* Try it
Repeat, exactly and alone, every line from the line that contains "units: pixels" to the end of the entries.

* Records supplied
[Start of section]
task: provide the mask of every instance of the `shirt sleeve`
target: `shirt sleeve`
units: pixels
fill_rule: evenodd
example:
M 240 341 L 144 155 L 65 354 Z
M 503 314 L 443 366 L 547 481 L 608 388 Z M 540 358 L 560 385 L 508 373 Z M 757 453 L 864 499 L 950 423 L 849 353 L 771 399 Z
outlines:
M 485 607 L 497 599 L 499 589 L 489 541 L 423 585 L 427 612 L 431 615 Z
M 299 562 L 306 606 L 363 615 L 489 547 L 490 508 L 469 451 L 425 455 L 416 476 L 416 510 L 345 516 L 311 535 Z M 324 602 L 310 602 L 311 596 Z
[End of section]
* Reply to the task
units: pixels
fill_rule: evenodd
example:
M 240 341 L 144 155 L 65 354 Z
M 503 314 L 443 366 L 547 481 L 608 388 Z M 540 358 L 560 385 L 508 373 Z M 757 453 L 864 499 L 950 423 L 849 353 L 771 399 Z
outlines:
M 485 607 L 497 599 L 499 589 L 489 541 L 423 585 L 427 612 L 431 615 Z
M 299 562 L 306 606 L 363 615 L 489 547 L 490 508 L 469 451 L 425 455 L 416 476 L 416 510 L 345 516 L 311 535 Z M 324 602 L 310 602 L 311 596 Z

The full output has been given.